Problem details: Lines of the listing below that contain the string "door" are to be returned.
= = = = = = =
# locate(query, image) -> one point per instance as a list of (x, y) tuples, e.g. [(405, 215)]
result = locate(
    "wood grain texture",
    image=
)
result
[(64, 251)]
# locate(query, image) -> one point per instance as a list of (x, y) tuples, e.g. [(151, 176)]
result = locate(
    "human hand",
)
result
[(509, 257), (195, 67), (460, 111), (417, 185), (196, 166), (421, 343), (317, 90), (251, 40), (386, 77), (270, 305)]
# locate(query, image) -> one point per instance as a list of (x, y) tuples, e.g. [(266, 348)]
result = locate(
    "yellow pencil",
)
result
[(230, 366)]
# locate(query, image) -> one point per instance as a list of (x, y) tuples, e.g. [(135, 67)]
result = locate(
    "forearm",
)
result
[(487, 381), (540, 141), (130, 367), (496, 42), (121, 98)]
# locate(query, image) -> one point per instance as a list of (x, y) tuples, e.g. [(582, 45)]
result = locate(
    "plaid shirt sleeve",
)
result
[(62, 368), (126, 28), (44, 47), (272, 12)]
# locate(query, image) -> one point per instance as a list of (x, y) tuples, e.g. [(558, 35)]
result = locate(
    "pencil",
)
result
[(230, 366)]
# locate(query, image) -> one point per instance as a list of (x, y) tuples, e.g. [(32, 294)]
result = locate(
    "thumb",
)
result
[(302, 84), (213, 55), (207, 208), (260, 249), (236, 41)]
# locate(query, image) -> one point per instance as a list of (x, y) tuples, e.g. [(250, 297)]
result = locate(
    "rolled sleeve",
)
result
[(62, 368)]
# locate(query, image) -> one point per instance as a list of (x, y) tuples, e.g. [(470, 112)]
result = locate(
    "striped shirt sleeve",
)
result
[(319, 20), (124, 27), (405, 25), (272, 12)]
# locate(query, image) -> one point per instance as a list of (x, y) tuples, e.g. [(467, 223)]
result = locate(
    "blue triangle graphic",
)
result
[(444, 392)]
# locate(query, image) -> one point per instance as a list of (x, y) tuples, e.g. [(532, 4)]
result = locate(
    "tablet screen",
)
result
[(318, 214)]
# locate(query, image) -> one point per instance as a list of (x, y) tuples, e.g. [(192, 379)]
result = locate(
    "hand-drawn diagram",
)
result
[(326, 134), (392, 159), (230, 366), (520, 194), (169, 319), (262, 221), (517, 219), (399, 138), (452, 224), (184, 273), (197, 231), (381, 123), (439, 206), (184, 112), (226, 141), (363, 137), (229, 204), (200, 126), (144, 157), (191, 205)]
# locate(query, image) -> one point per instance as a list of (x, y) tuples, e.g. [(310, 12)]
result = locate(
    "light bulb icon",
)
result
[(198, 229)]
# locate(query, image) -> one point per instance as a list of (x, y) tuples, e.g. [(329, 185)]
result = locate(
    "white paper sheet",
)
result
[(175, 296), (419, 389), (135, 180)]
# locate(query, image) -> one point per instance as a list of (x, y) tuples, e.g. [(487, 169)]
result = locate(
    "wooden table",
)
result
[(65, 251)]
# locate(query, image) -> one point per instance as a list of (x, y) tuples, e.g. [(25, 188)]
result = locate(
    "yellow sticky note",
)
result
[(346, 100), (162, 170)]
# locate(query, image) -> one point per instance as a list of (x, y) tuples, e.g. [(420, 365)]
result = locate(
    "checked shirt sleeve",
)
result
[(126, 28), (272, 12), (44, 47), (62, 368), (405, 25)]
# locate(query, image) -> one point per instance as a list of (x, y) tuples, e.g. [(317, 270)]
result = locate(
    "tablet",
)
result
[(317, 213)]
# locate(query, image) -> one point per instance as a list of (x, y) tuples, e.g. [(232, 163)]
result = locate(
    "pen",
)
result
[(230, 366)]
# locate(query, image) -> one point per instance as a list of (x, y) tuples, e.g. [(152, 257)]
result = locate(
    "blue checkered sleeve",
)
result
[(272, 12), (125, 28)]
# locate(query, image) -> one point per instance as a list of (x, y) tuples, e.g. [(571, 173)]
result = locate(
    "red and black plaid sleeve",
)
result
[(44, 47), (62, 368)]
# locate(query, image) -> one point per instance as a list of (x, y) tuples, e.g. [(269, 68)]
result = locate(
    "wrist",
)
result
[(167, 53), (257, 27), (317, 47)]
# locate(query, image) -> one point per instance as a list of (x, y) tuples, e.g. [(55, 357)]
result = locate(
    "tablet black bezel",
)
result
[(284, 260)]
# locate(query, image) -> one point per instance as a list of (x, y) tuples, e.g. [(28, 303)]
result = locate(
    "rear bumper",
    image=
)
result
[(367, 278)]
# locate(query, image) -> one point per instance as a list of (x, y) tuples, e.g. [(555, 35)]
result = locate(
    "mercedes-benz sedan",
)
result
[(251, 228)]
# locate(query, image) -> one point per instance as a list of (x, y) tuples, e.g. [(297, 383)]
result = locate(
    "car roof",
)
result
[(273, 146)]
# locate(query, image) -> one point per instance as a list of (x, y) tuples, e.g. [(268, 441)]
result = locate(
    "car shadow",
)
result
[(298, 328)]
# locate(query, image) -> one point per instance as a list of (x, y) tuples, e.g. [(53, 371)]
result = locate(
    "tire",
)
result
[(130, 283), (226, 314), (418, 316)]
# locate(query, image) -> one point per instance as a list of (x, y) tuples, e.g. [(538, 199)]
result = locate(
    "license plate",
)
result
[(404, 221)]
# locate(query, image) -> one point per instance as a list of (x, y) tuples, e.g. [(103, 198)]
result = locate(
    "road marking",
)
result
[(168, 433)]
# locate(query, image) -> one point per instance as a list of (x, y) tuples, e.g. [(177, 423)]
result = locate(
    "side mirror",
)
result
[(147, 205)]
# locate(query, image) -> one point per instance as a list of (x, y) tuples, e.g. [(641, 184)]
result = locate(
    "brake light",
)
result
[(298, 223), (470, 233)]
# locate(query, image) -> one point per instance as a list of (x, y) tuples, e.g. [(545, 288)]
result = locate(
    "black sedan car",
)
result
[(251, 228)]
= = = = = = =
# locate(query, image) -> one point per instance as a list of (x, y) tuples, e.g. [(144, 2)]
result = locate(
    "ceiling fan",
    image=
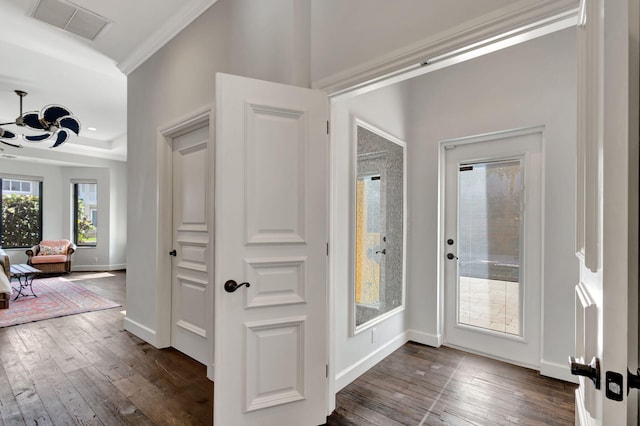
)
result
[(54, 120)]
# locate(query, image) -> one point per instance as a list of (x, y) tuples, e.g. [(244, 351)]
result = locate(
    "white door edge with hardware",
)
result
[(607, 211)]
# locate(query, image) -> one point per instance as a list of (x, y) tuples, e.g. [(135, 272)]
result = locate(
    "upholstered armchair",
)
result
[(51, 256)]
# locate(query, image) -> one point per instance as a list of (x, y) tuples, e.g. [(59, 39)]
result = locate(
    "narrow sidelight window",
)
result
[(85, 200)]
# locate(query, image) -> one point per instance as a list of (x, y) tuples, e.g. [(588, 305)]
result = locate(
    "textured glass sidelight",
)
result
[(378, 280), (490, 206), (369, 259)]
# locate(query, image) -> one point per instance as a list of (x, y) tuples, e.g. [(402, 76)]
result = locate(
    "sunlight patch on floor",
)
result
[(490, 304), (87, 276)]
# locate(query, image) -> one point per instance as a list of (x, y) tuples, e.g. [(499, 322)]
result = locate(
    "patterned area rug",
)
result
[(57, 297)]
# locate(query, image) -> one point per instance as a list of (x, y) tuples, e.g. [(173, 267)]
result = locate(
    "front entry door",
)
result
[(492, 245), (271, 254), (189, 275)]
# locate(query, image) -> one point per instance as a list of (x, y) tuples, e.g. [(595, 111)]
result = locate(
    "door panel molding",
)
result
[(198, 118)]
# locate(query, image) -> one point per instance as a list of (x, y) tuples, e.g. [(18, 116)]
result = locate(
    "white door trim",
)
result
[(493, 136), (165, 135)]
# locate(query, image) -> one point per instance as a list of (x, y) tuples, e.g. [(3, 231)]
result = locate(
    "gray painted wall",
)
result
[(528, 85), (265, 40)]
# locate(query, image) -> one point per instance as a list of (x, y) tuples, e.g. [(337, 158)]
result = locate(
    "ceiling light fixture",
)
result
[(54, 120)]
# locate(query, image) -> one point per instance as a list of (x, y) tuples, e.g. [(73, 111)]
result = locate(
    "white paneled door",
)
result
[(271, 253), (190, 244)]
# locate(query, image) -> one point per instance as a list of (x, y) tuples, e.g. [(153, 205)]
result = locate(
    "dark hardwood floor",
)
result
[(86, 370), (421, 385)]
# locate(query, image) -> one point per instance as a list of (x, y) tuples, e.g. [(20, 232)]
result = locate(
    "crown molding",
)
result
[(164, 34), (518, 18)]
= = = = = = =
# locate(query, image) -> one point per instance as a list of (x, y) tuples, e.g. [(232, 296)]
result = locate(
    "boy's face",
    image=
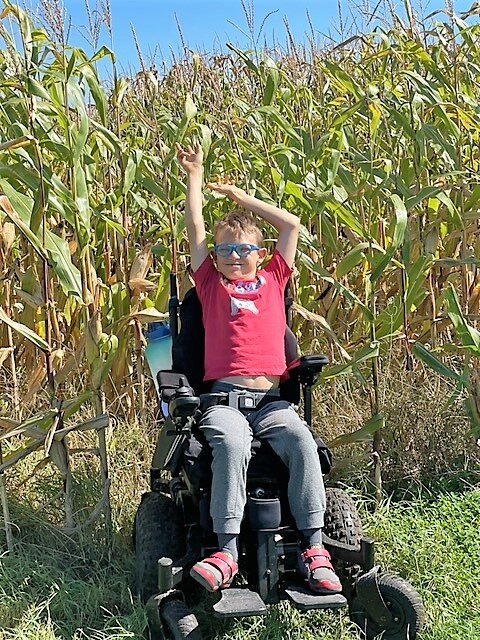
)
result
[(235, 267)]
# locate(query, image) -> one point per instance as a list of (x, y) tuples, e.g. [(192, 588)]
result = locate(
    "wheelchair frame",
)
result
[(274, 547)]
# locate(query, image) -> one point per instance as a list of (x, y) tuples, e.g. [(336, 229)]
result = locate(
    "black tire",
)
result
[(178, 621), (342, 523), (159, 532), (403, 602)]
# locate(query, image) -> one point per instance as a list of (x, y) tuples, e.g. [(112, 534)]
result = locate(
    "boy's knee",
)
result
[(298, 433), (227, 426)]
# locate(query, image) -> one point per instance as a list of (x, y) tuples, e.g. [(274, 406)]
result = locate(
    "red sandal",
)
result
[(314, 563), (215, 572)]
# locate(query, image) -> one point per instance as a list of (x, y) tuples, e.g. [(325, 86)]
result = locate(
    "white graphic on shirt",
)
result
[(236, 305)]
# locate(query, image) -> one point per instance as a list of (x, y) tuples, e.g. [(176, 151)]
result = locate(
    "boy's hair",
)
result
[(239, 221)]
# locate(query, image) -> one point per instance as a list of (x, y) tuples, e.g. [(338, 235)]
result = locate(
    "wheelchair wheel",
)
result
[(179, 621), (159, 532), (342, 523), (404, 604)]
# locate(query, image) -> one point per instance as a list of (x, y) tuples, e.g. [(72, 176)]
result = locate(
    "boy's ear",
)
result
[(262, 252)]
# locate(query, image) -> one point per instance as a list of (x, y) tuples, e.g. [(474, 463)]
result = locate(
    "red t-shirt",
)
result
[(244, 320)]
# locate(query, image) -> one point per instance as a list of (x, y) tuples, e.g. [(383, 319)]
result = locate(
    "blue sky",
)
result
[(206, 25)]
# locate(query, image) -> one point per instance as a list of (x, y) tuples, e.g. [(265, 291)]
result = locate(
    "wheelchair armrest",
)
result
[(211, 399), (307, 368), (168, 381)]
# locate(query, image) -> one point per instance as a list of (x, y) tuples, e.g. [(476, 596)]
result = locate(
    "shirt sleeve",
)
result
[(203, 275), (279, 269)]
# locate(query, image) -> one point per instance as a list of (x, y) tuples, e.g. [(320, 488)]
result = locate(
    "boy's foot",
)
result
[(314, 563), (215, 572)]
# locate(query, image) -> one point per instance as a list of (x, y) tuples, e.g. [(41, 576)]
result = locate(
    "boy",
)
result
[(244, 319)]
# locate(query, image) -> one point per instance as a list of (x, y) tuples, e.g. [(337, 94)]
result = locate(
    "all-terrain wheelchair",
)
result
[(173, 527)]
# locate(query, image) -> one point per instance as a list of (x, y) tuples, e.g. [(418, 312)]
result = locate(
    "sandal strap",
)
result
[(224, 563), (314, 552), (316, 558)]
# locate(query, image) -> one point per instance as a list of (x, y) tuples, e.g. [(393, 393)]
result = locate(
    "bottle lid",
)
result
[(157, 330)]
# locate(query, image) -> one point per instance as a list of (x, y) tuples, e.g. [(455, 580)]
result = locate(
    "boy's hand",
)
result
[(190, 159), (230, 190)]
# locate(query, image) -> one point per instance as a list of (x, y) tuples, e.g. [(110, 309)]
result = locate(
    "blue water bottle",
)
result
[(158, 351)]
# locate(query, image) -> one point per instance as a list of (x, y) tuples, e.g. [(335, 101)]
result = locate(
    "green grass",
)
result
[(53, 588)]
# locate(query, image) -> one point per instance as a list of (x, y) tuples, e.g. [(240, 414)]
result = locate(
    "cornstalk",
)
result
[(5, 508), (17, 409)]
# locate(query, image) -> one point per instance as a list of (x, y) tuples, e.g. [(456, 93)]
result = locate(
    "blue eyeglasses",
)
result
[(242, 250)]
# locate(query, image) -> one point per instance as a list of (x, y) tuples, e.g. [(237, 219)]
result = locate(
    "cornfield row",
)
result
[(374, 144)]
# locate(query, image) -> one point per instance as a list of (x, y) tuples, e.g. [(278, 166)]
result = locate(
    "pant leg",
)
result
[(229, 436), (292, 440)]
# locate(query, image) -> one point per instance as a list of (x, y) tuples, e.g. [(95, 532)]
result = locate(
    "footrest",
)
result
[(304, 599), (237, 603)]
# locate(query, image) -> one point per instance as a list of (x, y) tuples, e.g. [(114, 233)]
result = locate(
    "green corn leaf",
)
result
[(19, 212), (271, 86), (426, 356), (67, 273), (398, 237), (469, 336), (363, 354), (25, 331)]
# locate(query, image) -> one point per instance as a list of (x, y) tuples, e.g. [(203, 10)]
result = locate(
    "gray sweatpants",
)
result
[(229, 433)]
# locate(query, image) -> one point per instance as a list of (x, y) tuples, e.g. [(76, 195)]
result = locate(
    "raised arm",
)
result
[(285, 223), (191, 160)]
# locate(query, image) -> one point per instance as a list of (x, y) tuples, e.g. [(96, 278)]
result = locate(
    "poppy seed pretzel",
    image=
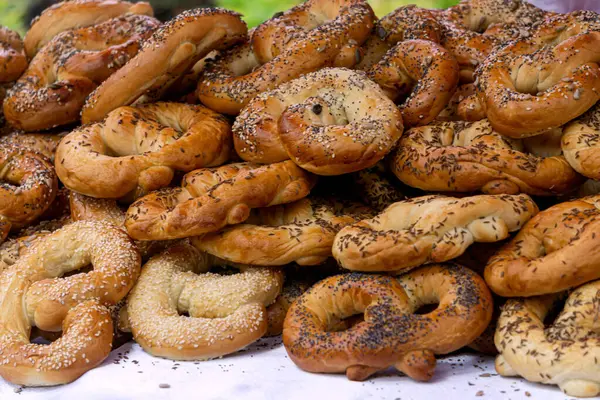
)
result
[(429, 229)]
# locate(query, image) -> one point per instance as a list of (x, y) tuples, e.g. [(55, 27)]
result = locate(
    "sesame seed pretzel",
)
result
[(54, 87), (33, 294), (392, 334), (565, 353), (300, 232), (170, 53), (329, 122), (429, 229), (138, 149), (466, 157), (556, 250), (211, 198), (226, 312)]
= = = = = = =
Written reply:
    "white door edge with hardware",
    "front entry door",
    "door panel molding",
    "white door trim",
    "white paneled door",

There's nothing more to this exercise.